Numa tarde quente e húmida de Verão, Pequim é um bom lugar para guardar segredos: a neblina intensa e o fumo dos automóveis envolvem as ruas numa cortina que garante a discrição dos lugares. Na Praça Tianamen, filas intermináveis evoluem passo a passo em direcção ao mausoléu de Mao. Frente à porta de acesso à Cidade Proibida, o retrato clássico do ditador parece olhar indiferente à multidão que se espreme por entrar no outrora espaço reservado ao imperador e à sua corte. Lá dentro, grupos de chapéus amarelos, de bandeiras azuis ou de “t-shirt” laranja seguem obedientemente os guias que lhes desvelam os segredos do lugar. Não se sabe muito bem o que incomoda mais quem acaba de atravessar grande parte da Sibéria e de descer de Norte a Sul as belas e enigmáticas estepes e desertos da Mongólia: o clima inóspito ou o turismo de massas organizado? Não, o problema não está em Pequim, mas na cabeça de quem passou os últimos 15 dias a percorrer a rota do Transiberiano ou, como reclamam os puristas, o Transmongoliano. Nenhum lugar ao longo da rota pode competir com a monumentalidade do Jardim do Eterno Paraíso, ou com a densidade histórica da Cidade Perdida. Nem Moscovo, nem Irkutsk e muito menos Ulan Bator, a capital mongol.
Mas é de monumentos que ficam sempre bem nos cartões de memória das câmaras digitais que se faz a viagem? Pequim é uma cidade que impressiona, em todos os sentidos. Mas, enquanto na Rússia asiática ou nas estepes mongóis se procura alguma coisa, ali a descoberta é-nos servida em pacote. Na sua aparente monotonia plana e verde, a Sibéria raramente provoca “ahs” ou “ohs”, mas a sua solenidade instiga, perturba e gera aquela ansiedade própria do desejo.
Pequim, último quilómetro da rota. Ponto final na viagem. Hora de recuperar e consolidar as imagens recentes. Da planície, dos lagos, dos rios cujas bacias são maiores que a Europa inteira, dos pântanos, das aldeias perdidas e esvaziadas com o fim da colectivização soviética, das memórias do gulag, dos destinos de almas errantes que encontraram na vastidão da Sibéria o lugar da sua liberdade ou as paredes de uma prisão da qual era impossível fugir.

* Tarefas
A – Segundo o texto selecionado, qual é a capital mongol mencionada?
B – Selecione todas as linhas da listagem que contêm a palavra "grass", distinguindo maiúsculas de minúsculas.

* Listagem fornecida
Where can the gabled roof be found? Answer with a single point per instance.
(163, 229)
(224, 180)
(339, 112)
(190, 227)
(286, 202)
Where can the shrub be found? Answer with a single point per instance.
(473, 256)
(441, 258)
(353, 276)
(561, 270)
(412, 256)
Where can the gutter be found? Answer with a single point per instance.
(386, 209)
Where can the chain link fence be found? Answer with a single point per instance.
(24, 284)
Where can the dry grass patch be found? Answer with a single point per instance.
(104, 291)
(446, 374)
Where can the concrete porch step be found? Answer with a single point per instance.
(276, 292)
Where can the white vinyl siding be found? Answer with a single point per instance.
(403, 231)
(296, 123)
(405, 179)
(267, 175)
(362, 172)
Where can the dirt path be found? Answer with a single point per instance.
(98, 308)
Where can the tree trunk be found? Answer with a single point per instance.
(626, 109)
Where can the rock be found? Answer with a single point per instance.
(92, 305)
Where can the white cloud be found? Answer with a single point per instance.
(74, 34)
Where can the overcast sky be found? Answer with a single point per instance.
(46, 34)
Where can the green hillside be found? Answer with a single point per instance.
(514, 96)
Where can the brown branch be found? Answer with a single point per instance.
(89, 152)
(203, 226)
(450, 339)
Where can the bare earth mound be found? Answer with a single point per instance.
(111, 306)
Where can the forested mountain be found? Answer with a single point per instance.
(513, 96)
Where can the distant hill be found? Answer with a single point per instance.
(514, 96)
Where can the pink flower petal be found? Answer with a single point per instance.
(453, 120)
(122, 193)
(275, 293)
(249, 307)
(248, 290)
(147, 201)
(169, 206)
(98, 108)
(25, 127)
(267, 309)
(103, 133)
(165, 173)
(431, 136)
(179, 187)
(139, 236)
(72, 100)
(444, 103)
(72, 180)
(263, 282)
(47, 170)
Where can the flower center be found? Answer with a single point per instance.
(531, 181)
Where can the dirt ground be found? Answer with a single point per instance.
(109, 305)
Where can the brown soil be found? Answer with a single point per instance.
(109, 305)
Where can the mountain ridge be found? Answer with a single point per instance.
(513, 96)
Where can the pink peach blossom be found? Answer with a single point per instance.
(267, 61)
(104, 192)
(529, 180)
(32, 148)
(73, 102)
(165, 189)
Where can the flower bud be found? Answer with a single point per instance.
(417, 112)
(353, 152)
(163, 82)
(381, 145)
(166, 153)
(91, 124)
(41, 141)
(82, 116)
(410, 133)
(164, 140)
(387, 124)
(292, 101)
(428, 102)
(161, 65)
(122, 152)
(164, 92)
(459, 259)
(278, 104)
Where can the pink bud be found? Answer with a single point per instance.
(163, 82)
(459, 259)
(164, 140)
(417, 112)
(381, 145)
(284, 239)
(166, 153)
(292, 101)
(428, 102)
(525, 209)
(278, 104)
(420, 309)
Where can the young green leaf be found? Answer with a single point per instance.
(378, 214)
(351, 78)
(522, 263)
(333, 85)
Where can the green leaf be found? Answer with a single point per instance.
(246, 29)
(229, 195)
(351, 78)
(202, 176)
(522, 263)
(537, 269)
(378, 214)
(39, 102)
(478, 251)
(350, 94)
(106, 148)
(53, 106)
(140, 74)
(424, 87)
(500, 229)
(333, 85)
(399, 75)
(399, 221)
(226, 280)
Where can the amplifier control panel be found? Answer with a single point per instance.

---

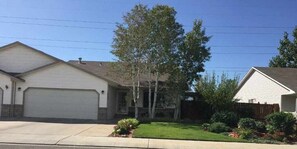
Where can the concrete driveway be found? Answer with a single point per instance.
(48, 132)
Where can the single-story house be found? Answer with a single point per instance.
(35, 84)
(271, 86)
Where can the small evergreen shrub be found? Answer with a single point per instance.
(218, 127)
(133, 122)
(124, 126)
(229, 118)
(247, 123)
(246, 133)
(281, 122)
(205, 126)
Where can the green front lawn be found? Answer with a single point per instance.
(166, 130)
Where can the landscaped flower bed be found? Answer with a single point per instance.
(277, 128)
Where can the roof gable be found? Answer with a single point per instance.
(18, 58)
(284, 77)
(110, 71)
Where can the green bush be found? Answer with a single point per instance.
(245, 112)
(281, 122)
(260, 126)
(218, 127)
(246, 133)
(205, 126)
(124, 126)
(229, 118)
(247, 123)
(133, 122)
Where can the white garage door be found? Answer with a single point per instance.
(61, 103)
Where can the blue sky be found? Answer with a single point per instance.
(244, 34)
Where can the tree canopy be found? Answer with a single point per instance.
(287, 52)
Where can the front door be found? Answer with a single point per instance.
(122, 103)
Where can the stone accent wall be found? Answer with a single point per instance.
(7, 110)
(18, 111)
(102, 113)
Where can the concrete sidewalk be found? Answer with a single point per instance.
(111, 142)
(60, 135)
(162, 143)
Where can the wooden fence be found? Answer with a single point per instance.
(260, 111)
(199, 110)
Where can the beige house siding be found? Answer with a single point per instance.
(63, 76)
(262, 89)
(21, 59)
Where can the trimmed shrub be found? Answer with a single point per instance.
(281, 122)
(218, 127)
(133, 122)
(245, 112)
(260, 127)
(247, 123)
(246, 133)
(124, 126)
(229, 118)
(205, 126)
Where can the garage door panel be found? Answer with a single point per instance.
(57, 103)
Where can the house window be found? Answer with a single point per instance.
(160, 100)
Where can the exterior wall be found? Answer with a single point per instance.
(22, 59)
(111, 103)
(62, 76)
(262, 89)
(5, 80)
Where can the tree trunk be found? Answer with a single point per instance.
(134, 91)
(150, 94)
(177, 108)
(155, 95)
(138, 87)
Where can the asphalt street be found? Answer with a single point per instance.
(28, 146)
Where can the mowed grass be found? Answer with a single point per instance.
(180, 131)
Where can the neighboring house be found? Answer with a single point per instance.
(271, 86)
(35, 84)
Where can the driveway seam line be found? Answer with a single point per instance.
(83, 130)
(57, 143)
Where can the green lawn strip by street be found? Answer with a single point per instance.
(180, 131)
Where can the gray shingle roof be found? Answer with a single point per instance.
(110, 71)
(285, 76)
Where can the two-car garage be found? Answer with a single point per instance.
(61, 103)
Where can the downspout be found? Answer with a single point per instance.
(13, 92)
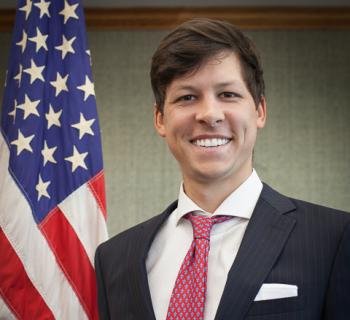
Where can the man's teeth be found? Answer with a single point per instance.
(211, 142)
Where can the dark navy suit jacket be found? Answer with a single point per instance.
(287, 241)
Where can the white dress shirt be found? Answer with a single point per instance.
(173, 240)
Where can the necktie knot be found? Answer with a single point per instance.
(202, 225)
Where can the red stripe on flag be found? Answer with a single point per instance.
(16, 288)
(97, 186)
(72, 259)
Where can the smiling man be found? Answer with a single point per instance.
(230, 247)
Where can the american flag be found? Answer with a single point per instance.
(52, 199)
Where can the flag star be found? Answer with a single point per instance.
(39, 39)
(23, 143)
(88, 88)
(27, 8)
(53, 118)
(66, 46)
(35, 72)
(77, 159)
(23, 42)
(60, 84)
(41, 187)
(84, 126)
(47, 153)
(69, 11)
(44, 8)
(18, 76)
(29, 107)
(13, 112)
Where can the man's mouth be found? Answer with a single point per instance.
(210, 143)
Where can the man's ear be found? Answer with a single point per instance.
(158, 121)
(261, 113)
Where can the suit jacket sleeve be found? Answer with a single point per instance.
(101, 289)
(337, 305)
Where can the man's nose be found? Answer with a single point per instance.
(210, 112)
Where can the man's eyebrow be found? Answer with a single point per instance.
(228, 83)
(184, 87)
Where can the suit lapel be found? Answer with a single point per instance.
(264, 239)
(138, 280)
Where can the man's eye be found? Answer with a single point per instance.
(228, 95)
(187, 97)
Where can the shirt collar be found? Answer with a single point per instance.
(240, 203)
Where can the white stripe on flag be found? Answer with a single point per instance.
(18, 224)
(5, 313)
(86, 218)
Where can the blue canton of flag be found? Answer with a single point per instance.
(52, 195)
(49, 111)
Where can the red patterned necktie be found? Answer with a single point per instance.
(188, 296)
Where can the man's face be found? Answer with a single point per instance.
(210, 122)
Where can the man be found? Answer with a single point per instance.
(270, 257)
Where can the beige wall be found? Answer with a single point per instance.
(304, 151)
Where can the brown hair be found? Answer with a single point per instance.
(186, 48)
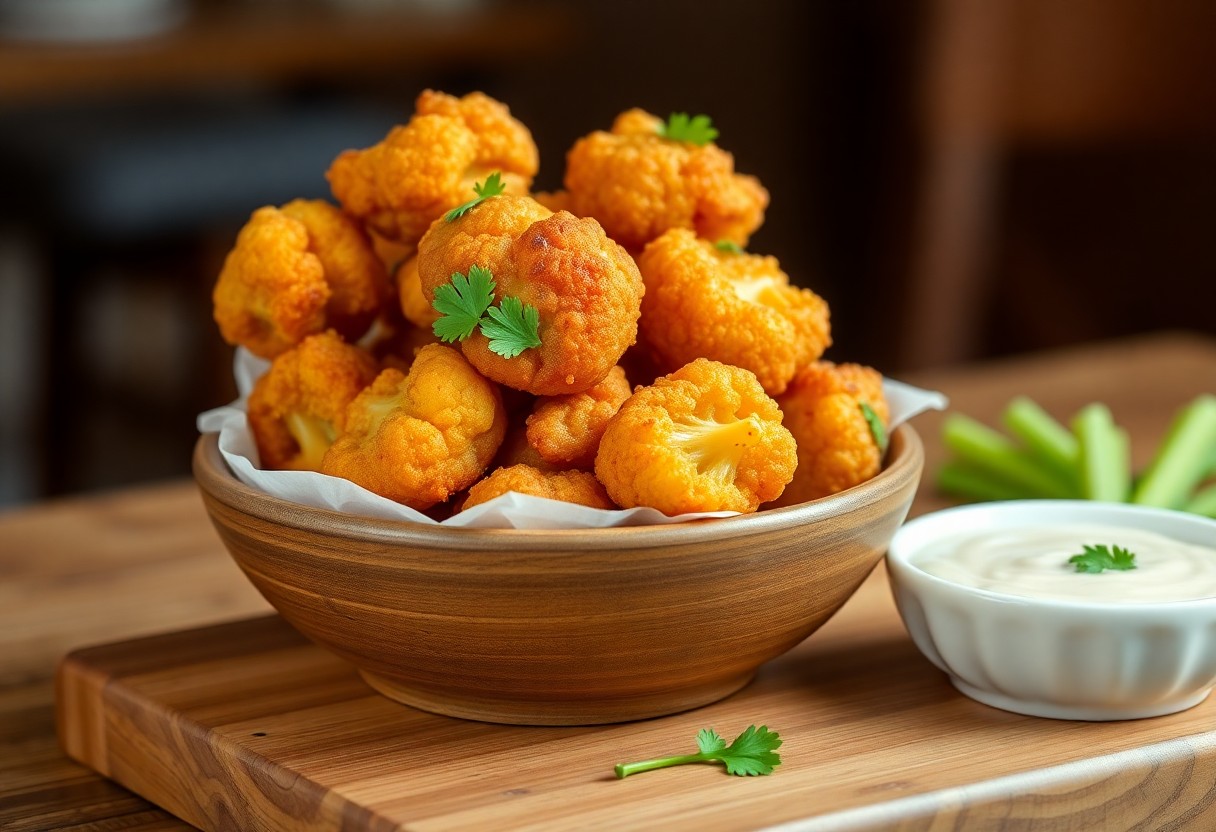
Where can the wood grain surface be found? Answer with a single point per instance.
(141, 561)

---

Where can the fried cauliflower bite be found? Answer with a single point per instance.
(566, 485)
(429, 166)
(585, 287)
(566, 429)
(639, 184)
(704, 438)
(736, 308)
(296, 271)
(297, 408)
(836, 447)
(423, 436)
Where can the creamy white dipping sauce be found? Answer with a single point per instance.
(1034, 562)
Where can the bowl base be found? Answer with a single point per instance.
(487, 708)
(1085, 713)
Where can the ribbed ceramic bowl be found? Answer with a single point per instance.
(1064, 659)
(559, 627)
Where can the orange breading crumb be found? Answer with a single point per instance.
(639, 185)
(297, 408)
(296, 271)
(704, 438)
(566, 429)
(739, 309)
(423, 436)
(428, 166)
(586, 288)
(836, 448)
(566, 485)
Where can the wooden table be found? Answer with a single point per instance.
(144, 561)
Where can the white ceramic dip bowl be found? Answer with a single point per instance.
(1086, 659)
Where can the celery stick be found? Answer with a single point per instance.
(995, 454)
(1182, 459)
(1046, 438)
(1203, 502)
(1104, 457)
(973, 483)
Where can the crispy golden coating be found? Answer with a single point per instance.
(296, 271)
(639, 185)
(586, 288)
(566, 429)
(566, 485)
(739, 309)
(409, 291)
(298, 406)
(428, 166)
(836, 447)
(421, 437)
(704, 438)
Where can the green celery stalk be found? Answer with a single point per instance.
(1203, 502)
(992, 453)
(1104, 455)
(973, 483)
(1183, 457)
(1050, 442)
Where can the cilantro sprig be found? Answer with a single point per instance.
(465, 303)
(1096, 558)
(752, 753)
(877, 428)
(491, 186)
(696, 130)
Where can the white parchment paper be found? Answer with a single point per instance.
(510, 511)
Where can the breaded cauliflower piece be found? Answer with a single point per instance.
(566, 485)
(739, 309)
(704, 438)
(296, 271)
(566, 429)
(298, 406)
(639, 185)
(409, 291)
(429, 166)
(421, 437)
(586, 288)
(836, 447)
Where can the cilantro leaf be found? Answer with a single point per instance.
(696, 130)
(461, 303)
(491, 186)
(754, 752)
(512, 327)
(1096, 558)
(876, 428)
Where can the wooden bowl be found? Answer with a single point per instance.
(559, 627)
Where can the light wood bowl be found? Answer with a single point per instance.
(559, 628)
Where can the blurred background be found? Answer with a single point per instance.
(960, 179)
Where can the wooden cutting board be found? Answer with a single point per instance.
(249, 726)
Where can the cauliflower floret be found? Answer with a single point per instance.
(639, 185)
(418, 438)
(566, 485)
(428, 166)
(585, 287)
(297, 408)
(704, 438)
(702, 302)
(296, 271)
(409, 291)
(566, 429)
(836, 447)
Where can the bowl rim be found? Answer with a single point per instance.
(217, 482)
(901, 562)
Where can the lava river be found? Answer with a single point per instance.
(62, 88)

* As respostas
A – Ulan Bator.

B –
Where can the dry grass patch be found? Answer with a single point per instance.
Where can the mowed grass be found? Answer with a single point per instance.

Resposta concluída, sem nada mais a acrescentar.